▶ [How to complete this task]: Start with the first line of the records below. Output each line exactly, ending with the one that contains "column 236, row 244".
BEGIN Entries supplied
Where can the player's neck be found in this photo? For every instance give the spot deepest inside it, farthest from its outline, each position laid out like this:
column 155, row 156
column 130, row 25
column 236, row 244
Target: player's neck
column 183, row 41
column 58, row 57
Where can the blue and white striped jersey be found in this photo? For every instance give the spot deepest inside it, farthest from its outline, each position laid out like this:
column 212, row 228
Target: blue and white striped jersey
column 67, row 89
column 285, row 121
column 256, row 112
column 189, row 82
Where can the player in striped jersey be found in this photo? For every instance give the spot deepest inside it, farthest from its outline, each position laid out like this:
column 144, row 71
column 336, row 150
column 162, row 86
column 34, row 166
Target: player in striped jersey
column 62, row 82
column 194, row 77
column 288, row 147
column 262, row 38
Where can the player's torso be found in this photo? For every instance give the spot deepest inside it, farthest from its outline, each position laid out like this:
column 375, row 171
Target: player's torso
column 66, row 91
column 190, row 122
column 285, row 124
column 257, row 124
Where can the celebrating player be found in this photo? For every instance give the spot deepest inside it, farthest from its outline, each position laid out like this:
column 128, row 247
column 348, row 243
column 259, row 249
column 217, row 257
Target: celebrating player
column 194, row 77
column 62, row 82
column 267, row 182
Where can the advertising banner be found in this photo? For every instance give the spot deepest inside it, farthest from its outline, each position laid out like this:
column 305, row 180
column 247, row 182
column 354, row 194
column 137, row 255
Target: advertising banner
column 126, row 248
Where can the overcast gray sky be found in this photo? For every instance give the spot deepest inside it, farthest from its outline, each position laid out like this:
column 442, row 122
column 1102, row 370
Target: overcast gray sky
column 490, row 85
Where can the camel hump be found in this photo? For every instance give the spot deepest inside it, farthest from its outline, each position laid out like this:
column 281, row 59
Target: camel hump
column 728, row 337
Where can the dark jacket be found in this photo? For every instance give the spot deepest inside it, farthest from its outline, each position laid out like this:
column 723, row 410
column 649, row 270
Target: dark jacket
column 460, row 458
END Entries supplied
▶ [Answer to the exercise]:
Where can the player's neck be found in this photo? For every instance give the spot deepest inside it, farthest from its outline, each position laid out like this:
column 155, row 156
column 130, row 25
column 236, row 244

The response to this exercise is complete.